> Problem set
1: Copy from the forum thread on the seatpost collar size the passage from "# 2012 C59 Italia" up to and including "(Colnago part CL-35).".
2: Arrange the lines of the records from the line with "Objective — one point per instance of the rocky hillside" through the end of the records as a Markdown table with the columns n and Line, omitting blank lines and leaving out the pictures.

# 2012 C59 Italia seatpost collar (clamp) size



## billium v2.0 (Oct 22, 2012)

Hi all;

Can anyone here confirm the seatpost collar on a 2012 C59 Italia is 34.9mm (Colnago part CL-35).

No luck from my dealer.

Thanks.

Bill


----------



## enr1co (Oct 30, 2009)

34.9mm 

Colnago Seatpost Clamp - White: Total Cycling

Colnago CL 35 Seat Post Clamp C59/EPS/ACE White 34.9mm


----------



## billium v2.0 (Oct 22, 2012)

enr1co said:


> 34.9mm
> 
> Colnago Seatpost Clamp - White: Total Cycling
> 
> Colnago CL 35 Seat Post Clamp C59/EPS/ACE White 34.9mm


enrico;

You are correct sir, thank you. I was planning on ordering the collar from Total Cycling but they couldn't confirm it was a direct replacement.

Excerpts from point annotation data:
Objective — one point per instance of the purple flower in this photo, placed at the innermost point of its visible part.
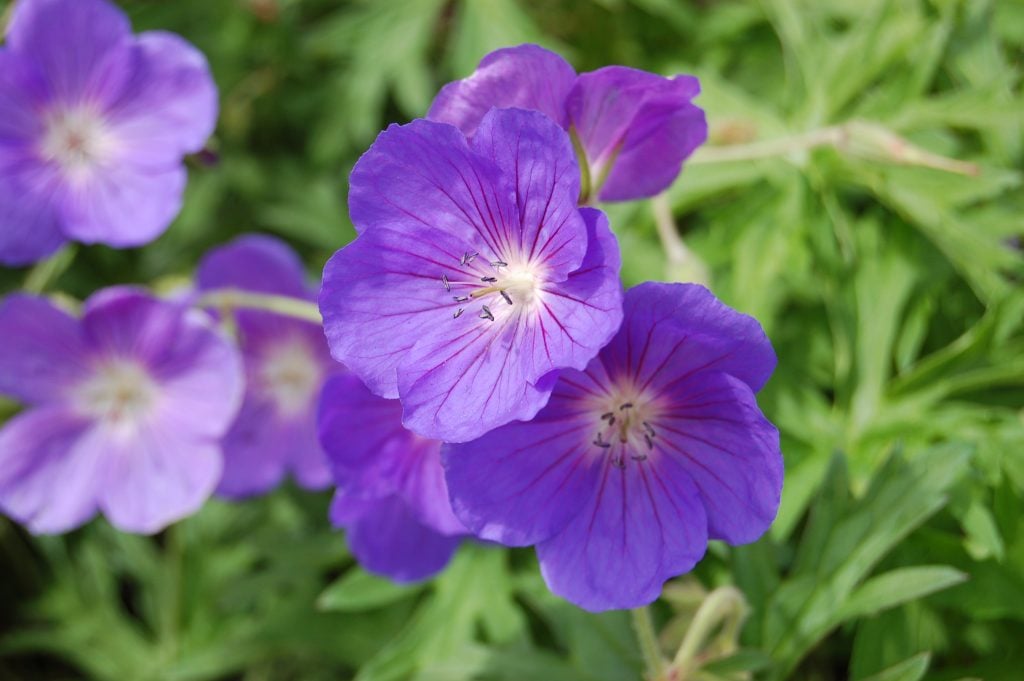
(94, 123)
(287, 362)
(391, 498)
(126, 408)
(637, 461)
(474, 277)
(635, 128)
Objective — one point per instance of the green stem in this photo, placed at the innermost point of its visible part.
(231, 299)
(725, 606)
(644, 628)
(858, 138)
(44, 273)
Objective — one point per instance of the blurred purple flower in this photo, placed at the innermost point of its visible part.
(636, 462)
(94, 123)
(126, 409)
(635, 128)
(391, 498)
(474, 277)
(287, 362)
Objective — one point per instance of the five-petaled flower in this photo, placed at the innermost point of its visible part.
(391, 494)
(633, 128)
(94, 123)
(287, 362)
(475, 277)
(637, 461)
(127, 407)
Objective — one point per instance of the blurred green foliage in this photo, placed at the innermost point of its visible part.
(891, 289)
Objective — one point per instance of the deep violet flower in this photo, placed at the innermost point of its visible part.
(94, 123)
(634, 128)
(126, 409)
(391, 493)
(474, 277)
(287, 362)
(637, 461)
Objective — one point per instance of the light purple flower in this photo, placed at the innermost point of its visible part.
(391, 498)
(126, 408)
(474, 277)
(94, 123)
(636, 462)
(635, 128)
(287, 362)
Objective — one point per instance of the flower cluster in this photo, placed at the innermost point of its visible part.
(94, 123)
(482, 374)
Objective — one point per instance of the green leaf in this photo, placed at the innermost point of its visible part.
(897, 587)
(908, 670)
(358, 590)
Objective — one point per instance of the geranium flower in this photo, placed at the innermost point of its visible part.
(126, 409)
(637, 461)
(94, 123)
(287, 362)
(633, 128)
(391, 493)
(474, 277)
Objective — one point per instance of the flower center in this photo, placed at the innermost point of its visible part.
(498, 286)
(290, 375)
(77, 140)
(121, 393)
(626, 428)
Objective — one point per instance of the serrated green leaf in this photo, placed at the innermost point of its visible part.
(358, 590)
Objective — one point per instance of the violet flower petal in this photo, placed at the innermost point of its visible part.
(521, 77)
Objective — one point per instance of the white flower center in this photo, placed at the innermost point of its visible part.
(291, 376)
(503, 289)
(627, 424)
(77, 140)
(121, 393)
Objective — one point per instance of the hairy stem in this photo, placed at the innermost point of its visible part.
(858, 138)
(232, 299)
(644, 628)
(724, 606)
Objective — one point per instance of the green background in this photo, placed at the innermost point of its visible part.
(891, 291)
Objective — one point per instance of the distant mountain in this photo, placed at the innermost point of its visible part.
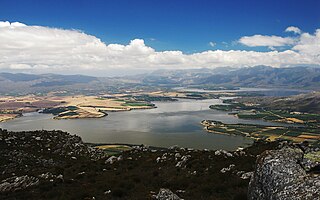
(29, 83)
(303, 102)
(259, 76)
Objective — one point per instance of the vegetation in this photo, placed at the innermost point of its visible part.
(137, 175)
(269, 133)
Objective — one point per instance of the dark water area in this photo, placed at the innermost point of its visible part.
(171, 123)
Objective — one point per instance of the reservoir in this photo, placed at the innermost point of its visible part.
(171, 123)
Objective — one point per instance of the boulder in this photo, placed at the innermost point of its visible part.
(279, 175)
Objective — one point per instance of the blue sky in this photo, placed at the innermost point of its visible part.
(183, 25)
(121, 36)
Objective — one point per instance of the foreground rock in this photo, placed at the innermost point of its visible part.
(57, 165)
(280, 175)
(166, 194)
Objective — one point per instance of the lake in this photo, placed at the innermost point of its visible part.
(171, 123)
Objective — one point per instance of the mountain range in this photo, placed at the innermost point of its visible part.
(259, 76)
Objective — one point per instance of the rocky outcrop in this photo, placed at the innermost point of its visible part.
(15, 183)
(280, 175)
(166, 194)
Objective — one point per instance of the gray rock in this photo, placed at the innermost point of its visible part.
(280, 176)
(166, 194)
(18, 183)
(111, 160)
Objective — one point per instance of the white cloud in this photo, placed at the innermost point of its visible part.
(265, 40)
(44, 49)
(212, 44)
(294, 29)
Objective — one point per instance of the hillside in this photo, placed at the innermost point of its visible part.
(259, 76)
(301, 103)
(57, 165)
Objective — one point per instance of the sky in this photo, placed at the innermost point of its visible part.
(103, 37)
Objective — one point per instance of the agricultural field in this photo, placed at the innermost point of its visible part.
(268, 133)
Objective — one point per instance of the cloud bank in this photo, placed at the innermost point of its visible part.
(45, 49)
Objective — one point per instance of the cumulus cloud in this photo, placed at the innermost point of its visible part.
(265, 40)
(45, 49)
(294, 29)
(212, 44)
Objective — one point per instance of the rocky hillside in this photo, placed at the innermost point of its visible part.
(57, 165)
(289, 173)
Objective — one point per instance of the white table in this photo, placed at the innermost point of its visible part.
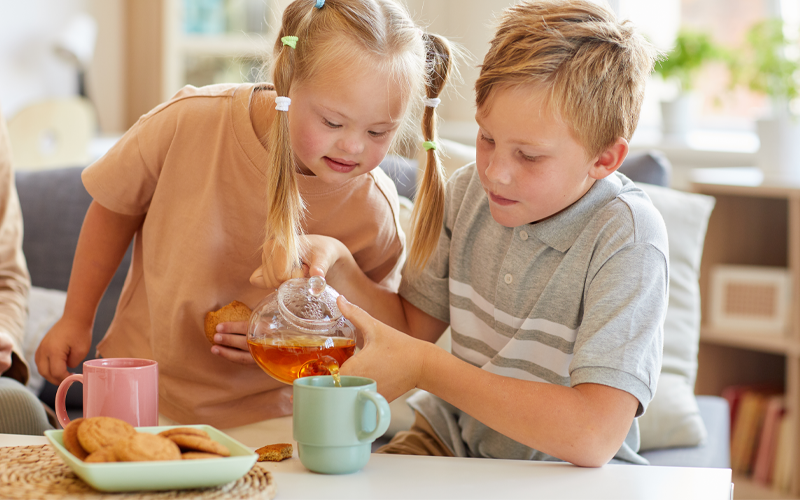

> Set of answers
1:
# 2012 C59 Italia seatpost collar (clamp) size



## billium v2.0 (Oct 22, 2012)

Hi all;

Can anyone here confirm the seatpost collar on a 2012 C59 Italia is 34.9mm (Colnago part CL-35).

2:
| n | Line |
|---|---|
| 1 | Objective — one point per instance of the rocky hillside in this photo, placed at the innermost point of its visible part. |
| 2 | (57, 165) |
| 3 | (289, 173) |
| 4 | Objective — one point per instance of the white table in this photo, placed at the innermost point of its visible part. |